**Required work:**
Continue the passage on Texas's aging and growing Hispanic population, beginning after its last sentence.

**Text section:**
We know world population projections call for a rise in the number of people 60 years or older from 900 million to 2 billion by 2050. What we do not know is what we are going to do with all of them.
Ponder that for a moment: We do not have a clear plan for what we are going to do with 2 billion people. The numbers do not start or end there. People 60 and older are expected to increase from the current 12% to 22% of the worldwide population in just 31 years.
How the United States, and by example Texas, will ensure equity in the distribution of resources and how the elderly will be guaranteed a dignified existence remains unknown. The state’s continued economic health will depend on how this growing, and potentially needy, population is treated. Put simply, it is vital to the state’s continued economic viability.
Some Texas lawmakers and public officials see a higher cost for social services, possible labor shortages, and higher costs for pensions and health care as probable outcomes from a larger older population.
This means that state and local governments alone will never be able to address all of the needs of older people, particularly those of Latino descent.
Texas continues to grow rapidly, and this demographic revolution is led partly by the Hispanic population. Nationwide, Latinos will triple by 2050 and make up 1 in every 4 Americans (28.6% by 2060). The state of Texas will be majority Hispanic as early as 2022.

**Referring expression pointing data:**
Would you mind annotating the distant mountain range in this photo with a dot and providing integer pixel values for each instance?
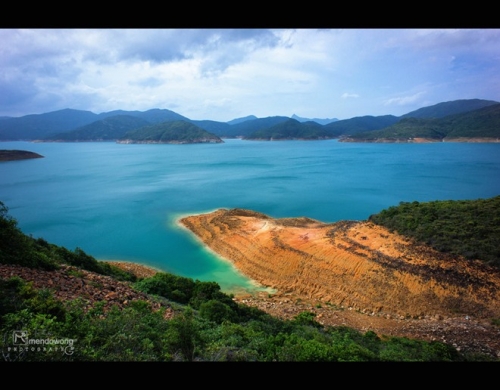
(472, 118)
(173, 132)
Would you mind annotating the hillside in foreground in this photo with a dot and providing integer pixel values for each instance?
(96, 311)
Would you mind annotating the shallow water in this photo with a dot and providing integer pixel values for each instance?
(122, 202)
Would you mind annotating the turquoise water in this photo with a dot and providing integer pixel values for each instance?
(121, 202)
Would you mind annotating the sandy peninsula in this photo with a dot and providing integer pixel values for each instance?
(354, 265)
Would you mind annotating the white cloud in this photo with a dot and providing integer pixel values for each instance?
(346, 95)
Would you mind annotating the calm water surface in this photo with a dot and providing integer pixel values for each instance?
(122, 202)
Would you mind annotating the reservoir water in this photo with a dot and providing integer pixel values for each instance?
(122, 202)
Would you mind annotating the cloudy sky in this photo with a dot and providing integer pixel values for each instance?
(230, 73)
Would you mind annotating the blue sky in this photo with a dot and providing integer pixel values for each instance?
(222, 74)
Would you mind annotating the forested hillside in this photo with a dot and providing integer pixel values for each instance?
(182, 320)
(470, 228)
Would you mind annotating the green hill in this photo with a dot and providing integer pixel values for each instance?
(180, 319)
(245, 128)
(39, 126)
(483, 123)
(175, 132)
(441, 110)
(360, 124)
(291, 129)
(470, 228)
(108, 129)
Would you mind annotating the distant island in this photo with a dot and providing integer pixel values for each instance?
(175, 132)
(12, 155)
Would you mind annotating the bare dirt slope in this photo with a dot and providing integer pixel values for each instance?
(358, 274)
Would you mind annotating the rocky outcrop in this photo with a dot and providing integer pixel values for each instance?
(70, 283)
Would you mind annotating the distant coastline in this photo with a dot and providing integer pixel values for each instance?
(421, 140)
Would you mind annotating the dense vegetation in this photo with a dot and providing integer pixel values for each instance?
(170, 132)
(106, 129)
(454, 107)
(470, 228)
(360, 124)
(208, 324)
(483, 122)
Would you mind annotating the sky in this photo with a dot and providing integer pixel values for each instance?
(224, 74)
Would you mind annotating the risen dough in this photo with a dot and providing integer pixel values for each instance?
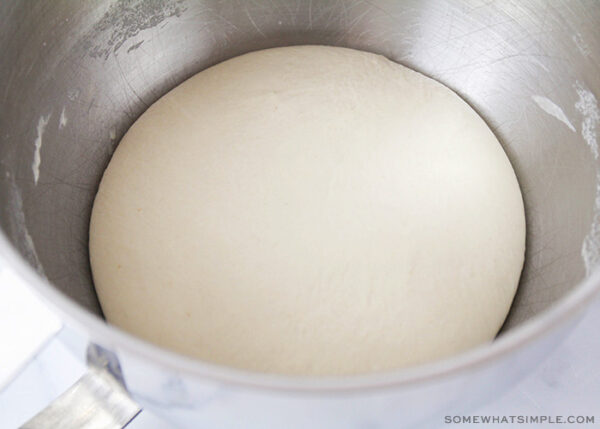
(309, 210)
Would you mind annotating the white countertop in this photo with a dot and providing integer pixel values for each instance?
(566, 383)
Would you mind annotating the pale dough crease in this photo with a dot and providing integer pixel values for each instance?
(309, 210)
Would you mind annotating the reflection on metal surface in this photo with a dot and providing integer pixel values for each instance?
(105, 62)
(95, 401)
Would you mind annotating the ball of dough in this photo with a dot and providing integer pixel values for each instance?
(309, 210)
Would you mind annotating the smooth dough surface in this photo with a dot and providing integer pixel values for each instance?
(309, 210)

**Exercise result:**
Although demography is not destiny, these social forces have serious implications for the future Texas economy and local municipalities. Who is considered deserving or undeserving?
Are we able to rely on Mexico and Latin America for a workforce to replace a decline in non-Latino white American children?
Should we continue to use age as a primary variable and exclude undocumented persons for public benefits?
These questions are fundamental to planning for support of the current and next generation. But perhaps the biggest issue that deserves public attention is a renewed social contract between generations.
How can we promote and strengthen policies that reinforce social solidarity in the next 10 years, and specifically for Hispanic aging families and communities?
The first step is to deal with caregiver support. Taking on the caregiving role has been shown to interfere with productivity levels in the workplace, with an opportunity cost of about $67 billion.
In just 30 years, this will probably double to between $132 billion and $147 billion as shown by the Urban Institute’s National Aging and Health Trends Study.
Despite socioeconomic disadvantages, Hispanics tend to outlive non-Hispanic whites, especially the foreign born, by approximately three years, what is known as the “Latino Paradox.”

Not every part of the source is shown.